— SET EXERCISE —
Reproduce the material starting with the line containing "the railway signal." and continuing through the line containing "476;307;545;367", substituting "image" for "photo" and leaving everything else unchanged.

>> Start DATA FOR THE TASK

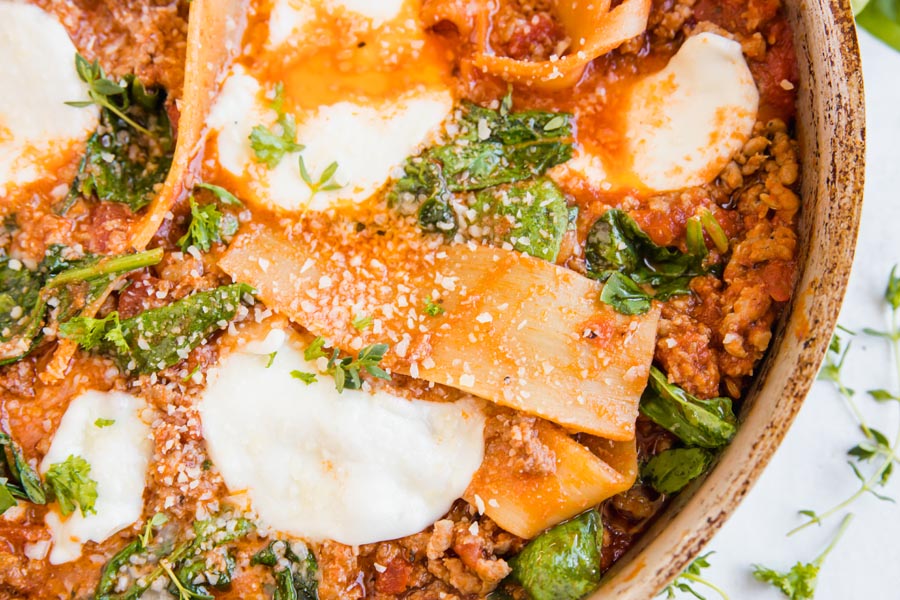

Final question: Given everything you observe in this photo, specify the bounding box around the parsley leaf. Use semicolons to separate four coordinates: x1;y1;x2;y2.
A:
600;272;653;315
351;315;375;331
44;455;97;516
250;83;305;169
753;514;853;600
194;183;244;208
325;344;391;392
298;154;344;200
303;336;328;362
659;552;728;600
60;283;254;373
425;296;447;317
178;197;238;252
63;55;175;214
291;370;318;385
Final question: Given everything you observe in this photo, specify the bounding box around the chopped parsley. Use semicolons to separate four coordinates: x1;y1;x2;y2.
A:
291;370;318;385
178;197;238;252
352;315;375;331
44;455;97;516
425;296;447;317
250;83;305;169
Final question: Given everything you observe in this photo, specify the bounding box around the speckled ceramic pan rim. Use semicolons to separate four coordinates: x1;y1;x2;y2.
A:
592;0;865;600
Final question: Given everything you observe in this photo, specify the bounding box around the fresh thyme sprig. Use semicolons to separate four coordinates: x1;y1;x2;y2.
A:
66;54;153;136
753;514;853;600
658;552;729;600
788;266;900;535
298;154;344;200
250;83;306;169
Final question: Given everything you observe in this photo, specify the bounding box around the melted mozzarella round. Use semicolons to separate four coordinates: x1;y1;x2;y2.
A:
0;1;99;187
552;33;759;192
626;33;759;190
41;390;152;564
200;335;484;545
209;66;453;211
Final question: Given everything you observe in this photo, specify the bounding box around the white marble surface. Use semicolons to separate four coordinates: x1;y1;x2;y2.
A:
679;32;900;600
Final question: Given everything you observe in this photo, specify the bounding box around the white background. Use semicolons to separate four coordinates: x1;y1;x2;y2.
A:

>> End DATA FOR THE TASK
>> Start DATA FOR THE TASK

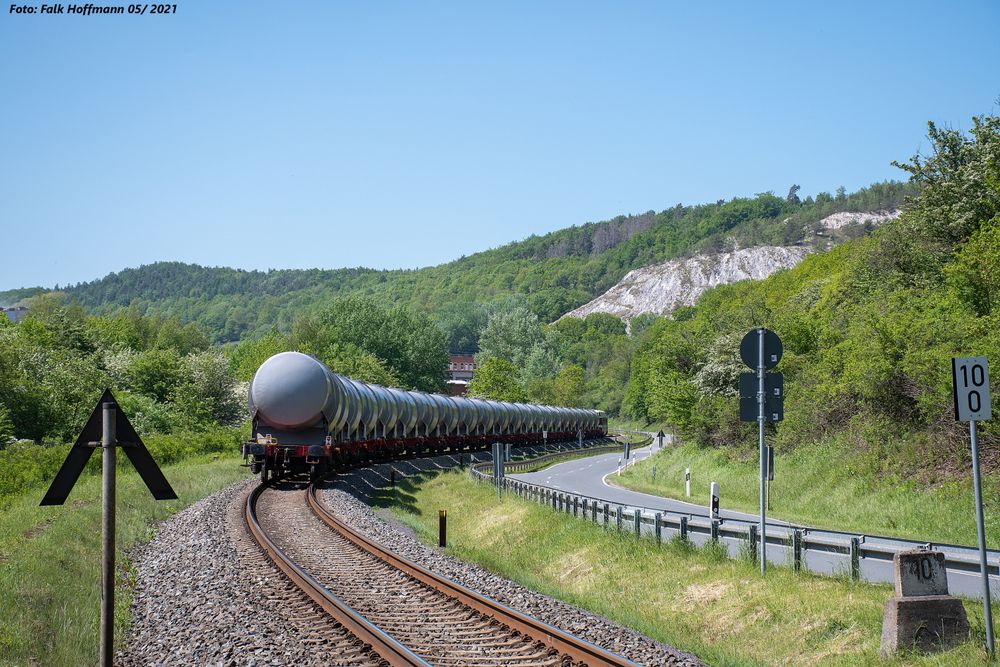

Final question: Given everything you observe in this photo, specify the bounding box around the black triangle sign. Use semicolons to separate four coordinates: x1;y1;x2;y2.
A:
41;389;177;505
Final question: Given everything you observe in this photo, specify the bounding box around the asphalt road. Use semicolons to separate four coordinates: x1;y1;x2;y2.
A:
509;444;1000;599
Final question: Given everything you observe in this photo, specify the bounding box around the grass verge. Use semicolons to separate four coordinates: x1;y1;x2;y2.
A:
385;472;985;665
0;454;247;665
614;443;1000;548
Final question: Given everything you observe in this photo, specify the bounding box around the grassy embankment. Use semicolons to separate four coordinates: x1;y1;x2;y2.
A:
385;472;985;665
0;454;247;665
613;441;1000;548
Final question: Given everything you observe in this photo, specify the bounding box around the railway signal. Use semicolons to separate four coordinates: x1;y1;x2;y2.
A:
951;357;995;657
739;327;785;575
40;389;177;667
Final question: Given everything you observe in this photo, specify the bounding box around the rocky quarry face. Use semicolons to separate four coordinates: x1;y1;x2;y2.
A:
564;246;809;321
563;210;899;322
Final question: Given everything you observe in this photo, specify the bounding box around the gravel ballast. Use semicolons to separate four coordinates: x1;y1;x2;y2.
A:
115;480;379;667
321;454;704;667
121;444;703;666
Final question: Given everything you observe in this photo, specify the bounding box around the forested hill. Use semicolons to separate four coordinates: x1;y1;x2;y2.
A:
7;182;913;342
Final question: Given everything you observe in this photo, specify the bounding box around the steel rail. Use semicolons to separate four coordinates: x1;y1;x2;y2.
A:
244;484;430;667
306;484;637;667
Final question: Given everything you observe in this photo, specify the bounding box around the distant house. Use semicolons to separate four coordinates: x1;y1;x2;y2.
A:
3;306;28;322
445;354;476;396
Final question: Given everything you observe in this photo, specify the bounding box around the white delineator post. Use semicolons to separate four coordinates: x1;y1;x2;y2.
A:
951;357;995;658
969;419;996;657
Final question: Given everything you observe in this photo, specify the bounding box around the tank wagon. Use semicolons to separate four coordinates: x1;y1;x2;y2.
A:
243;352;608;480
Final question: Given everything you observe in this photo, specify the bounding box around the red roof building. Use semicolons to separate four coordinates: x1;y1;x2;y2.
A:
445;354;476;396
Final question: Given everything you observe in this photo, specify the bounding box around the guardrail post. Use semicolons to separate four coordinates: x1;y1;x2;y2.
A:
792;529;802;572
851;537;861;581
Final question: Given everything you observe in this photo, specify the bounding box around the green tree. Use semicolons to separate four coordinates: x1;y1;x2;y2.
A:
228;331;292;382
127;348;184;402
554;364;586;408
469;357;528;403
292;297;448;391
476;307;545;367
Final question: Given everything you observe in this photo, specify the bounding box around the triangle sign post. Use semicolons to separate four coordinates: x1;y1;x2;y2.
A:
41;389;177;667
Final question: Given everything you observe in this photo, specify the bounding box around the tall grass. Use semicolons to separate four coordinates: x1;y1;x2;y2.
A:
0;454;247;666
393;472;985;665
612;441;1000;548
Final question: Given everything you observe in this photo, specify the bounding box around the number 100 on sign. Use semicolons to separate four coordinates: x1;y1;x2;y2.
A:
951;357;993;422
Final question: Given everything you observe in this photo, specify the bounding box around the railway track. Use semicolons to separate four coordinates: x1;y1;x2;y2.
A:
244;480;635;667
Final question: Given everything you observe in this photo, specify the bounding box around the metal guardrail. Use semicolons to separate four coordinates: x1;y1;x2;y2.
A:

>> End DATA FOR THE TASK

— REPLY TO THE TASK —
Final question: Given everything you observe in this image, specify the bounding box around the railway signal. Use semicolons to separate four coordinates: x1;y1;x2;y2.
A:
951;357;995;657
739;327;785;575
40;389;177;667
Final question: Given everything you observe in this image, specify the bounding box around the rocky quarry face. Use semicolons to separate four coordinates: x1;y1;x2;y2.
A:
564;246;809;321
563;210;899;322
Final question: Given everything you observe in this image, specify the bounding box around the gravel ballast. Use semicolons to separate four coordinates: x1;y1;x2;y2.
A:
115;480;379;667
321;454;704;667
121;444;703;666
Final question: Given everything you observe in this image, specify the bounding box around the forested hill. Use semicolons to separate four coordinates: x1;y1;x2;y2.
A:
7;182;913;342
Final question: Given everything you observe in this image, specify the bounding box around the steel rail. Use semicolons to separate four coordinates: x1;y1;x2;y2.
A:
244;484;430;667
306;484;637;667
Final question: Given everything you observe in this image, specify the bounding box around the distant house. Use semicolons to separate four coordinates: x1;y1;x2;y2.
A:
3;306;28;322
445;354;476;396
Final question: Given everything you observe in this image, specify the bounding box around the white delineator post. Use semicolons to separate four coordinates: x1;y1;x2;y2.
A:
951;357;995;658
969;419;996;657
Final question: Given everything you observe in this image, specify the bounding box around the tank wagon. Use semicolons to separate four coordinates: x1;y1;x2;y2.
A:
243;352;608;480
Final question: Given everything you observe in this image, specify the bounding box around the red roof building. Use semicolons to separate four coordinates: x1;y1;x2;y2.
A:
445;354;476;396
Final question: Given everything you observe in this image, specify the bounding box around the guardrail post. Use semicolons to separate four coordinates: x1;y1;x2;y2.
A:
792;529;802;572
851;537;861;581
Final question: Given everything you observe in this image, specify the bounding box around the green tree. Use semicolons to separate four coordinates: x1;y1;x2;y2.
A:
228;331;292;382
127;348;184;402
554;364;586;408
469;357;528;403
292;297;448;391
476;307;545;367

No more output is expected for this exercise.